__Set exercise__. Write out the data below, from the line containing "Where can you see the tire" through the last line, as a JSON list of strings with one string per line and no blank lines.

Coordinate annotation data
= = =
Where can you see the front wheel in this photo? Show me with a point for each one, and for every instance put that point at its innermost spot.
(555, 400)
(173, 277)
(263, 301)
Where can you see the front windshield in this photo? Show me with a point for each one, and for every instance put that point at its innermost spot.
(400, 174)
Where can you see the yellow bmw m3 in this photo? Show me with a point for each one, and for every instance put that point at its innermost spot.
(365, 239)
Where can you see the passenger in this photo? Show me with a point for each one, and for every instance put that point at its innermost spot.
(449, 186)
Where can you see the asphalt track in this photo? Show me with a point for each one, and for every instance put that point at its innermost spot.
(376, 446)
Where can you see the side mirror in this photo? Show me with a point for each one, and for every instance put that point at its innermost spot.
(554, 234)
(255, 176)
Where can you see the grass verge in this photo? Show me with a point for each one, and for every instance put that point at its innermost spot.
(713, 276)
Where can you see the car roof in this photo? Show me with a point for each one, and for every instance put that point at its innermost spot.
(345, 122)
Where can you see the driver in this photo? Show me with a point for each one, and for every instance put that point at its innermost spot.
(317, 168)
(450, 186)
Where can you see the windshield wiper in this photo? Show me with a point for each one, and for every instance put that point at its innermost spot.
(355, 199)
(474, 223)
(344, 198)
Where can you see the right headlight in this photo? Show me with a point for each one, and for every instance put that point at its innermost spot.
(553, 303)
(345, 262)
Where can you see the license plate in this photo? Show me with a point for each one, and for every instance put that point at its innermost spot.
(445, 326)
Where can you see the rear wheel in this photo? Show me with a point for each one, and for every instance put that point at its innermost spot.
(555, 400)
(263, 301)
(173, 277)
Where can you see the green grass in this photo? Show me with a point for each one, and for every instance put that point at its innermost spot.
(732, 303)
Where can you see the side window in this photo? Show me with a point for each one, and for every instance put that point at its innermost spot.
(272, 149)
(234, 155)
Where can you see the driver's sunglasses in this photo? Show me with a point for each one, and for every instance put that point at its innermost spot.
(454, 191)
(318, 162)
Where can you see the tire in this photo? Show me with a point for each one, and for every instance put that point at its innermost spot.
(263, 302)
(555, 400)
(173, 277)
= = =
__Reply__.
[
  "Where can you see the tire in this photo? Show me with a point for each one, and for every instance put that point at its innermost spot.",
  "(263, 302)",
  "(555, 400)",
  "(173, 277)"
]